Document excerpt Start Marker

Her visitors unloaded a brand-new tent, offered to pay off the money she owed on her storage unit and were on their way back to Nashville before the delighted woman fully realized what had happened.

It was the first stroke of luck in a long time for Newton, a disabled veteran living full time at the Timberline Campground in Lebanon. But it wasn't the last.

Donations and job offers are pouring into Timberline as Tennessean readers react to a front-page Sunday story about residents who lost jobs and homes to the economic downturn and are now living in campers and tents.

"I wasn't expecting it," Newton said, admiring her new tent as it stood drying in the sun after Sunday's storms. "I just wanted to get the point across about what the economy was doing to people."

As the day wore on, donations began to pile up at the tents and trailers of the people who appeared in the article. People came with food, clothing, toys for the children, refrigerators and air conditioning units.

A delegation from the Veterans of Foreign Wars Chapter 5015 and Vietnam Veterans of America Chapter 104 rushed out to offer Newton help with her disability benefits and to offer her rides to church and doctor's appointments. One man picked up a gallon of milk when he found out she had nothing to drink with her chemotherapy drugs.

"How is this happening to veterans in Wilson County, in the city of Lebanon?" said Richard "Doc" Kraft, a Vietnam veteran who came out to help. Just in one visit to the campground, he said, his group met four or five other veterans.

'People are suffering'
Troy Renault, a father of five who lost his construction job and then his home, came back from church Sunday to find a cooler full of KFC chicken that someone had dropped off and a woman who held up a newspaper, compared the face in the photo to his, and then offered him a job.

"They told me, 'People have been coming in all morning, wanting to give you a job,' " he said, fanning out a stack of notes and business cards. One woman left a message at the front desk, offering a house on a 36-acre farm where the family could stay rent-free.

What touched the family most deeply were the people who were struggling through their own financial problems but still wanted to reach out. One unemployed woman showed up with a trunk full of vegetables fresh from her garden.

"People are suffering. Whether you live in a campground or in a fancy neighborhood, you can look around and see the need and try to fill it," said Renault, who has been sharing the donations with as many of his neighbors as he can. "It doesn't have to be financial. You can look around and find little things you can do to make a difference in people's lives, day to day."

Document excerpt End Marker
Extracted material Start Marker

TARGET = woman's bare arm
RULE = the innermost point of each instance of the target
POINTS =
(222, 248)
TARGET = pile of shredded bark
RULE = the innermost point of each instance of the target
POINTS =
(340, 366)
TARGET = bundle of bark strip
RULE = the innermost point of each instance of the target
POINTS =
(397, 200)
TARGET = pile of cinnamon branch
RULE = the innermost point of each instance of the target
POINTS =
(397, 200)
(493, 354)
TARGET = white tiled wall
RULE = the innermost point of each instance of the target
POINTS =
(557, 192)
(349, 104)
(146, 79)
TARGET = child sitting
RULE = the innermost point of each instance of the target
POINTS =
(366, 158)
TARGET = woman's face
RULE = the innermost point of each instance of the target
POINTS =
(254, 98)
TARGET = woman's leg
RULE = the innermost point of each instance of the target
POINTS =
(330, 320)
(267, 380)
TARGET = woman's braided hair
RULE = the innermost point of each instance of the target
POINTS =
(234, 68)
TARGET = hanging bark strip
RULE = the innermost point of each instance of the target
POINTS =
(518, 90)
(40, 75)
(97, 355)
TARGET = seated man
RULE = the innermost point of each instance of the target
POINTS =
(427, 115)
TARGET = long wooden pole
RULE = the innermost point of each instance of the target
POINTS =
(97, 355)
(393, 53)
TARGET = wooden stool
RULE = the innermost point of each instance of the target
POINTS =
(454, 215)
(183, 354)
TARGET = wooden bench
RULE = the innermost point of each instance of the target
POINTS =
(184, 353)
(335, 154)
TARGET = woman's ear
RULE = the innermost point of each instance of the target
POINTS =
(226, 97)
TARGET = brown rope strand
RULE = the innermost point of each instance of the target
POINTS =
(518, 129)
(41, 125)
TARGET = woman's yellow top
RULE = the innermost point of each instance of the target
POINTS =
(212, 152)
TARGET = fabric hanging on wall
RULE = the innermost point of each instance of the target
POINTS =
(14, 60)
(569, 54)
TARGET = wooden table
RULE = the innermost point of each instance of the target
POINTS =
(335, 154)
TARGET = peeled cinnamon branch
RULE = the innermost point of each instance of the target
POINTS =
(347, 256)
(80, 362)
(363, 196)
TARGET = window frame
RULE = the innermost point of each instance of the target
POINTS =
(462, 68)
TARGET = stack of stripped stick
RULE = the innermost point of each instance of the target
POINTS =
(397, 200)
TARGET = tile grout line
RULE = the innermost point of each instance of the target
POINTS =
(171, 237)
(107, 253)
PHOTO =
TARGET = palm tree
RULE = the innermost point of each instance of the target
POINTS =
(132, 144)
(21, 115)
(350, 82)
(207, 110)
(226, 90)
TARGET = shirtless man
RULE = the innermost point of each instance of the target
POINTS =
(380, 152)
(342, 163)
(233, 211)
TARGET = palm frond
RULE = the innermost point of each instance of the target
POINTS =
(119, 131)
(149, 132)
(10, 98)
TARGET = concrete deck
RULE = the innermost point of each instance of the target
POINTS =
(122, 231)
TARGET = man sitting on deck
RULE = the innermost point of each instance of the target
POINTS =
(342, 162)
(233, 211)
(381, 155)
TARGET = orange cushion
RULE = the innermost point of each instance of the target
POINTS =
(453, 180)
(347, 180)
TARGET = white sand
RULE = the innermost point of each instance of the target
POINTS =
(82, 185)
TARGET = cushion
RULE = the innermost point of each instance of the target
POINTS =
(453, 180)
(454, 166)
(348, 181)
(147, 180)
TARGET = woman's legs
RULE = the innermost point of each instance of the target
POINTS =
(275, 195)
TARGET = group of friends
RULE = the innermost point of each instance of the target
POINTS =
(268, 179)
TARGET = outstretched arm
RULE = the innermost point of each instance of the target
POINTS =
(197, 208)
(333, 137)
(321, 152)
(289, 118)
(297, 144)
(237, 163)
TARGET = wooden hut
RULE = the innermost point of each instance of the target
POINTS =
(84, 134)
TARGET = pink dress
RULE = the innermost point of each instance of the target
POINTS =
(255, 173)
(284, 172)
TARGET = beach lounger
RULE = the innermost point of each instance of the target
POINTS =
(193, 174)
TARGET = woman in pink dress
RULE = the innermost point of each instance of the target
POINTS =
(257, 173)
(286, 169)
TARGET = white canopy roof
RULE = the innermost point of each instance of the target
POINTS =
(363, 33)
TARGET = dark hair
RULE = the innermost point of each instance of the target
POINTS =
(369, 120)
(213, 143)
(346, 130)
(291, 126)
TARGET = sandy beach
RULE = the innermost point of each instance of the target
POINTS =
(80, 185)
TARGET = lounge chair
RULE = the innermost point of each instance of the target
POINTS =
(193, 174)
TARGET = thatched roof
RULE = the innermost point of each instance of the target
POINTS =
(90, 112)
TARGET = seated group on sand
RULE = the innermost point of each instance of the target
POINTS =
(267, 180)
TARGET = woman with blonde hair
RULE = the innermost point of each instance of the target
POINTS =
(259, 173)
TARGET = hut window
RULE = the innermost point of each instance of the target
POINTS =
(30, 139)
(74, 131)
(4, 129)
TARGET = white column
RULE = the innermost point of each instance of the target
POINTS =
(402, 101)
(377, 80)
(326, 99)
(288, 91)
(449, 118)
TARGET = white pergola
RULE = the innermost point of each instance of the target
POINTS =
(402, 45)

Extracted material End Marker

Directions:
**a)** Answer from the Timberline Campground article:
(i) In what city is the Timberline Campground located?
(ii) Which two veterans' chapters sent a delegation to help Newton?
(iii) How many acres was the farm offered to the Renault family?
**b)** Render this sentence from the Timberline Campground article in Spanish: "One unemployed woman showed up with a trunk full of vegetables fresh from her garden."
**c)** Carry on the Timberline Campground article from its final sentence.
The data come from a source unrelated to the Timberline Campground article.

Outputs in order:
**a)**
(i) Lebanon.
(ii) Veterans of Foreign Wars Chapter 5015 and Vietnam Veterans of America Chapter 104.
(iii) 36 acres.

**b)** Una mujer desempleada llegó con un maletero lleno de verduras frescas de su huerto.

**c)**
When someone dropped off an envelope stuffed with $100, Renault shared it with his neighbor, Terry Ballard, an unemployed songwriter who spends most days looking for day labor jobs in front of the Lebanon Lowe's home improvement store, holding a sign that reads "Almost Homeless."

Ballard promptly took the money to the front office to pay off the back rent he owed on his campsite.

Food pantry gets boostThe outpouring of support has highlighted a little-known housing crisis. Timberline is only one of many campgrounds in Middle Tennessee that host a growing population of full-time residents.

Manager Tammy Page estimates that 85 percent of Timberline families are full-time residents, not vacationing visitors. Six months ago, recognizing that few social agencies or churches were offering help to her residents, Page organized a food pantry in the camp office.
"If you need it, take it," reads the sign over the neat shelves of personal care items, boxes of cereal, tinned meat and canned goods. "But only take what you need. Others need it too. If you can donate, it would be greatly appreciated."

The food pantry got an unexpected boost Monday when a Nashville ministry dropped off four bulging bags of bread and heaping trays of pastries, cake and baked goods. They'll be returning every week to replenish the stores.

"A lot of people don't realize this is happening," said Page, who extends credit to residents who can't make their monthly campsite rent. "You get people who were making $20 an hour and now they're getting $7 an hour and trying to feed their families.

"It's not just the lower class here. It's your middle class; it's your upper class. It's everybody."